• [THE PROBLEM]:
Output the lines of the records below as a numbered list, starting at the line containing "Ground sky in the scene above." and ending at the line containing "[502,216,512,267]". Include both of those lines, and leave out any blank lines.

## BEGIN RECORDS PROVIDED

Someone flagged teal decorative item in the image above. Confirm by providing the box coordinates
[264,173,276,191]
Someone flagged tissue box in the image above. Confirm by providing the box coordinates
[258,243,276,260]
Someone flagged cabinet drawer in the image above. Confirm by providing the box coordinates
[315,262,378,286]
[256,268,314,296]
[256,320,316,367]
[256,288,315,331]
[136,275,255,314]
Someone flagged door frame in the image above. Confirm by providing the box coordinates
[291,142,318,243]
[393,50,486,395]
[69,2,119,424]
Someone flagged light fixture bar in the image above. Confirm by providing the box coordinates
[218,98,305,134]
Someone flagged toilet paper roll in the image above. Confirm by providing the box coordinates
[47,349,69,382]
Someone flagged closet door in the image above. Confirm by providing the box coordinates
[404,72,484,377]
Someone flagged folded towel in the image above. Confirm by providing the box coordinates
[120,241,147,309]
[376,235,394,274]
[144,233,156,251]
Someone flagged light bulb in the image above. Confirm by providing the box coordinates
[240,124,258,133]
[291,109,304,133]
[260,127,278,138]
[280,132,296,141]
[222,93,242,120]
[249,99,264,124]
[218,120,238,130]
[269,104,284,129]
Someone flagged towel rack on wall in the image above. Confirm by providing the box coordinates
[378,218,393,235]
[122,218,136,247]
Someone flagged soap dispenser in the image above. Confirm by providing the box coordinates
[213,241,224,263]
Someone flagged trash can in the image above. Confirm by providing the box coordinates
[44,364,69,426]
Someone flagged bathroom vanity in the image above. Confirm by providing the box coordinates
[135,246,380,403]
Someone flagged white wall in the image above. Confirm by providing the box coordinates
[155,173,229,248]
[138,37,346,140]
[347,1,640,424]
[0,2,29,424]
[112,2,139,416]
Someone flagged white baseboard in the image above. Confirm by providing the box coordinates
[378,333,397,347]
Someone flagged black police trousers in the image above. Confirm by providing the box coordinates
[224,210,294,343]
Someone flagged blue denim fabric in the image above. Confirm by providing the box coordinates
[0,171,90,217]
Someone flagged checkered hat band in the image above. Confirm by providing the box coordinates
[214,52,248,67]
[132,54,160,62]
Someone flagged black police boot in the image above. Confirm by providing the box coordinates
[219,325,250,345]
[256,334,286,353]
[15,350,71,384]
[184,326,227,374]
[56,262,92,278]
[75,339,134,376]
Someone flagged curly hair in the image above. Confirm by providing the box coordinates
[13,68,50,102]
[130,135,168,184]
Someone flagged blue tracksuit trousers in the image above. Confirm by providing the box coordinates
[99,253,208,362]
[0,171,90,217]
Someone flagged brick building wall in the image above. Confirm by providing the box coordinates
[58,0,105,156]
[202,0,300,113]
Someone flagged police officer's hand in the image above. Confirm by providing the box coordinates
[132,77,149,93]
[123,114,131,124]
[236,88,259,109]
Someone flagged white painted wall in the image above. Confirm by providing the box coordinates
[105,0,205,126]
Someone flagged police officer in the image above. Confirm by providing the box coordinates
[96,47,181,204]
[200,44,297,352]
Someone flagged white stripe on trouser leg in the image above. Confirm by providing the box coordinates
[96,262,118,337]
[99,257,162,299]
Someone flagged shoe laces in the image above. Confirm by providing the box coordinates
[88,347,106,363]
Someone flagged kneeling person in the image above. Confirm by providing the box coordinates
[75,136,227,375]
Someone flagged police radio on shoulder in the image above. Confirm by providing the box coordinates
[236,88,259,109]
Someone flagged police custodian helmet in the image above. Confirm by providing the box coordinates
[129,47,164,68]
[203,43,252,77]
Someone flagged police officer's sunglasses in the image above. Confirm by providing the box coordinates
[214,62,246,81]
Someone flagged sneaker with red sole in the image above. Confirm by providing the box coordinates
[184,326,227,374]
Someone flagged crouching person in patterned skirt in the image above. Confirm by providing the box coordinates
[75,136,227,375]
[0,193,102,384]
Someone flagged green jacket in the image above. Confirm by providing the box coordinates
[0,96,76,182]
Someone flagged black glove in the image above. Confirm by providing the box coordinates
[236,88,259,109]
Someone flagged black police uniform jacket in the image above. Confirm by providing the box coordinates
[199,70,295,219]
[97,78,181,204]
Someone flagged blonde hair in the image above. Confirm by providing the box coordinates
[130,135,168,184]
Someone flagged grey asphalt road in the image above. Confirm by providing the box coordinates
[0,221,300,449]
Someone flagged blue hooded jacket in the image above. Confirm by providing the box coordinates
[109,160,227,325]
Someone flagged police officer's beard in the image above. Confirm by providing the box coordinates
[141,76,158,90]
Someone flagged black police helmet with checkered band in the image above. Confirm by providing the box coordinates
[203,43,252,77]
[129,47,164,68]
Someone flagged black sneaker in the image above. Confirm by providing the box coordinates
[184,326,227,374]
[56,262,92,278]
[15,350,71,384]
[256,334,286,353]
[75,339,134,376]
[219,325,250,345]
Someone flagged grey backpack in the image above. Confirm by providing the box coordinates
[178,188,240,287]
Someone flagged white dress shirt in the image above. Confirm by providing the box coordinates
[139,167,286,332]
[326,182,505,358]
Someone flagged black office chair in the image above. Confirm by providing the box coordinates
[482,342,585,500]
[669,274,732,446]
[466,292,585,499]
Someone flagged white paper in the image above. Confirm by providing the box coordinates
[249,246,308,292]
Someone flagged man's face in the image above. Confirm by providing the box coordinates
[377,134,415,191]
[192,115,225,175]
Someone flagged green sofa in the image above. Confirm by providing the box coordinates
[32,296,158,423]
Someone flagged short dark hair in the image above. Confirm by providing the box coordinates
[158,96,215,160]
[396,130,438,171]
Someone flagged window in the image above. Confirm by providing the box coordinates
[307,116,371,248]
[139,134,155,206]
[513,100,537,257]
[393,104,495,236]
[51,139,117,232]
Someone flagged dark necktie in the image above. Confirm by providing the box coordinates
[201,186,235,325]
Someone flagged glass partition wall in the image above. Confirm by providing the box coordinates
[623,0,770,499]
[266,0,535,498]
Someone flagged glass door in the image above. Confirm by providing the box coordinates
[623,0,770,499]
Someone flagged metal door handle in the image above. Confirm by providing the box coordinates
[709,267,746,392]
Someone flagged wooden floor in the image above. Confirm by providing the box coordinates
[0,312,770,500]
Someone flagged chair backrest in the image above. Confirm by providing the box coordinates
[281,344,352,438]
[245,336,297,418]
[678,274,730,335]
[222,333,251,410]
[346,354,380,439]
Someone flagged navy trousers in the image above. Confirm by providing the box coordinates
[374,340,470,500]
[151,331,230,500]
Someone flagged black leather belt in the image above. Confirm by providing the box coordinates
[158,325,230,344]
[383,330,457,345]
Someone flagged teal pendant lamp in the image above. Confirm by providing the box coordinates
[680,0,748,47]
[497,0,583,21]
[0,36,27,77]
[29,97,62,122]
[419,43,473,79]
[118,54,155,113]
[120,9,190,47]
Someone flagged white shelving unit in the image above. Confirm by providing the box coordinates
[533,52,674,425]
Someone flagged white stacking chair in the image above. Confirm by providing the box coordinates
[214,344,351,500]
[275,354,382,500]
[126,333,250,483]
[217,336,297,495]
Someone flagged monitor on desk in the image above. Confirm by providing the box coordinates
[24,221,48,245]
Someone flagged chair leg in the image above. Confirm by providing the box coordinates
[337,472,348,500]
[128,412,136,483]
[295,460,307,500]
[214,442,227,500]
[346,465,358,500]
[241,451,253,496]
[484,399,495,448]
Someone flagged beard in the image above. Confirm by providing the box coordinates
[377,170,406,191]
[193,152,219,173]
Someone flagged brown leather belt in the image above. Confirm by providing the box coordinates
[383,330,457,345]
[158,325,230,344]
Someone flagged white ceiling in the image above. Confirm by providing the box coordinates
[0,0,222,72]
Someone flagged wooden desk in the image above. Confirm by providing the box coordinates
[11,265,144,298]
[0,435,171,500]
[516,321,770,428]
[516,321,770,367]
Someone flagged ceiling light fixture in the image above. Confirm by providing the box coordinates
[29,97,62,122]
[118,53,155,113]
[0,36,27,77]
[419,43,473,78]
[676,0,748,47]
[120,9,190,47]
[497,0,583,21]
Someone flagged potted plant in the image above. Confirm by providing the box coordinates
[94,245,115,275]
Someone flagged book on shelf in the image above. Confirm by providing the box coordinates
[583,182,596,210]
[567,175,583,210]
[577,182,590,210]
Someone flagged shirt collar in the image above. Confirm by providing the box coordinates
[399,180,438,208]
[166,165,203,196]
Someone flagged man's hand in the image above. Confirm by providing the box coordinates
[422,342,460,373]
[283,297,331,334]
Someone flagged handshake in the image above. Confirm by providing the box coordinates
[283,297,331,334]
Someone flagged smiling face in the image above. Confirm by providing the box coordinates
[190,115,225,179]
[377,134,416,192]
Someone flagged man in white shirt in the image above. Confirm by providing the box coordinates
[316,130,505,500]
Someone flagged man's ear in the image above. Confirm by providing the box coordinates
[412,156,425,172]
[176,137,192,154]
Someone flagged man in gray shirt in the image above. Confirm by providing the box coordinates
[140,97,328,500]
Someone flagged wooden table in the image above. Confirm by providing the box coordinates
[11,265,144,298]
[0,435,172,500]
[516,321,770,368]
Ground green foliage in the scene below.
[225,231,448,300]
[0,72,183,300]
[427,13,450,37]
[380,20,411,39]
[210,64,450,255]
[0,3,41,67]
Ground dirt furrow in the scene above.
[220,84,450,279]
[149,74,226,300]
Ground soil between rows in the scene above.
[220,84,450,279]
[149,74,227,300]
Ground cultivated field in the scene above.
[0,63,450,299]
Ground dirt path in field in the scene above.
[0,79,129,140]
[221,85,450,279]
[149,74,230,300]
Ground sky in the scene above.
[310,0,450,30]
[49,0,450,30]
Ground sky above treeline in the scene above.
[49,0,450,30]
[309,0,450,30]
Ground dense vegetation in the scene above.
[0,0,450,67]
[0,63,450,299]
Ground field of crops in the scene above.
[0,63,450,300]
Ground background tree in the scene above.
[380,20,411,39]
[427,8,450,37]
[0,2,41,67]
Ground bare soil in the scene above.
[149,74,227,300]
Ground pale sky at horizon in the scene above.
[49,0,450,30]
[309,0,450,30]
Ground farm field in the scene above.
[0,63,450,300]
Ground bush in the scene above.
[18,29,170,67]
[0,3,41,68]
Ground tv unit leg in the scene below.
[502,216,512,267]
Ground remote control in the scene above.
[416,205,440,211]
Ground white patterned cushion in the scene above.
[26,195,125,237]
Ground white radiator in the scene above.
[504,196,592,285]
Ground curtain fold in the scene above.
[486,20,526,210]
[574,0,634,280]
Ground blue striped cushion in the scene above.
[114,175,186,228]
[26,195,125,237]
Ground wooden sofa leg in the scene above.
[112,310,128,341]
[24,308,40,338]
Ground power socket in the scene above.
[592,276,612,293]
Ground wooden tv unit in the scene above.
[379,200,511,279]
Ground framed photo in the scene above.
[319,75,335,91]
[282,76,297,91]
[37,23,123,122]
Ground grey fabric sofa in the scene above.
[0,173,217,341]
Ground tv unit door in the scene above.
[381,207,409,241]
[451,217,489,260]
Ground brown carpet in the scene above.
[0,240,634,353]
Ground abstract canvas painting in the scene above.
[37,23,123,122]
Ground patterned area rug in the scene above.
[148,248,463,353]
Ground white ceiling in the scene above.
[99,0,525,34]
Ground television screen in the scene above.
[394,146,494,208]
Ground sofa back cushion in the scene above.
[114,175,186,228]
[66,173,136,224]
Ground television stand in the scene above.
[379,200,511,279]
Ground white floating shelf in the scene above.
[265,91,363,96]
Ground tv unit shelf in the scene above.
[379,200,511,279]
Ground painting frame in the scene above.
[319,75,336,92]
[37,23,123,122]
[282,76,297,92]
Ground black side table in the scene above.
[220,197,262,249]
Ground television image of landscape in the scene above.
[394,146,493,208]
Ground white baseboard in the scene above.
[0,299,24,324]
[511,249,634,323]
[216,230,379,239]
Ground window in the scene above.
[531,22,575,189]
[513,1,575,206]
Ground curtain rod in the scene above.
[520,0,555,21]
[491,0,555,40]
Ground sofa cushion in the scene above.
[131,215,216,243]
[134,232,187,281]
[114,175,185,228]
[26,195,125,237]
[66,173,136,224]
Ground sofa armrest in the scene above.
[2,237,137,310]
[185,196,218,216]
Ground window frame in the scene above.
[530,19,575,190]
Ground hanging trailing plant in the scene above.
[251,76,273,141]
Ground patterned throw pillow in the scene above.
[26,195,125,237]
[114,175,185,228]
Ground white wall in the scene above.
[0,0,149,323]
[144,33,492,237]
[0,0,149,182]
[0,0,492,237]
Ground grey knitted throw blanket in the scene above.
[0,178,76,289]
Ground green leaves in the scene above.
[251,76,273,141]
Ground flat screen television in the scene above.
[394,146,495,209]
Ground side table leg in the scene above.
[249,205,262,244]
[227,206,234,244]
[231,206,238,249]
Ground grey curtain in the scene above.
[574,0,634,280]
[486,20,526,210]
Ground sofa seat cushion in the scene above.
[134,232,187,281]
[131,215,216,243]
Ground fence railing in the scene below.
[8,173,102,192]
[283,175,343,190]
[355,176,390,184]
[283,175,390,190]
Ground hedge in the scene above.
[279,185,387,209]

## END RECORDS PROVIDED

• [SOLUTION]:
1. Ground sky in the scene above.
2. [310,0,450,30]
3. [49,0,450,30]
4. Ground sky above treeline in the scene above.
5. [49,0,450,30]
6. [309,0,450,30]
7. Ground dense vegetation in the scene above.
8. [0,0,450,67]
9. [0,63,450,299]
10. Ground field of crops in the scene above.
11. [0,63,450,300]
12. Ground background tree in the scene above.
13. [380,20,411,39]
14. [427,8,450,37]
15. [0,2,41,67]
16. Ground bare soil in the scene above.
17. [149,74,227,300]
18. Ground pale sky at horizon in the scene above.
19. [49,0,450,30]
20. [309,0,450,30]
21. Ground farm field in the scene above.
22. [0,63,450,300]
23. Ground bush in the scene above.
24. [18,29,170,67]
25. [0,3,41,68]
26. Ground tv unit leg in the scene below.
27. [502,216,512,267]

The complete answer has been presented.